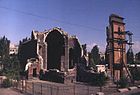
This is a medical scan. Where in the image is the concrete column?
[65,36,69,72]
[43,42,47,70]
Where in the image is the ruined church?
[19,27,82,81]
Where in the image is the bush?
[2,78,12,88]
[118,76,128,88]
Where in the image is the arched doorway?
[46,30,65,70]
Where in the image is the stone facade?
[21,27,81,81]
[106,14,126,81]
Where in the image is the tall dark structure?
[19,27,82,81]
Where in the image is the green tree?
[91,45,100,65]
[3,55,20,80]
[127,49,134,64]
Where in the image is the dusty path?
[0,88,25,95]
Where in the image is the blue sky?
[0,0,140,52]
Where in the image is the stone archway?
[45,30,65,70]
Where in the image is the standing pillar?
[64,36,69,72]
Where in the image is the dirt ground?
[0,88,25,95]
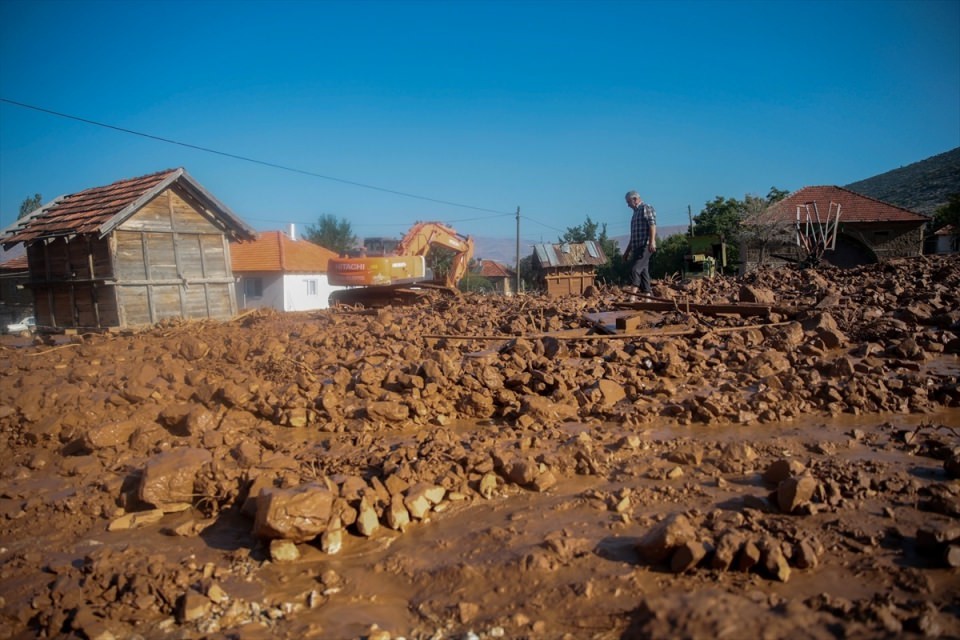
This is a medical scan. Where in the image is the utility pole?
[514,207,520,295]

▬▬▬

THE EXERCISE: Rescale the records above by multiplying every bounding box coordinate by 1.45 and rounding to the nearest whole number, with halves rounded up. Write out every other line of the records unchanged, and leave out the pictures.

SOLUTION:
This is a medical scan. Where in the image is the concrete column?
[94,52,100,104]
[62,61,68,102]
Where in the image is the ruined church?
[28,39,119,117]
Where in the image is the bush?
[3,113,17,128]
[171,110,186,128]
Where in the image is the arched doorway?
[67,44,94,102]
Where in the image is the stone facade?
[30,39,117,117]
[154,20,183,117]
Where in the image is the tall dark structure?
[28,39,119,117]
Where in the image is the green tree?
[132,65,145,94]
[4,80,29,116]
[184,71,194,93]
Where in the image is the dusty path?
[0,128,36,138]
Where in the image is the blue sky?
[0,0,203,75]
Where in the image is the stone archway?
[65,44,94,102]
Where in the image is the standing pillar?
[93,52,100,104]
Where in the image is the dirt ground?
[0,128,36,138]
This is a medical scan. Where in the image is the utility pole?
[745,300,754,428]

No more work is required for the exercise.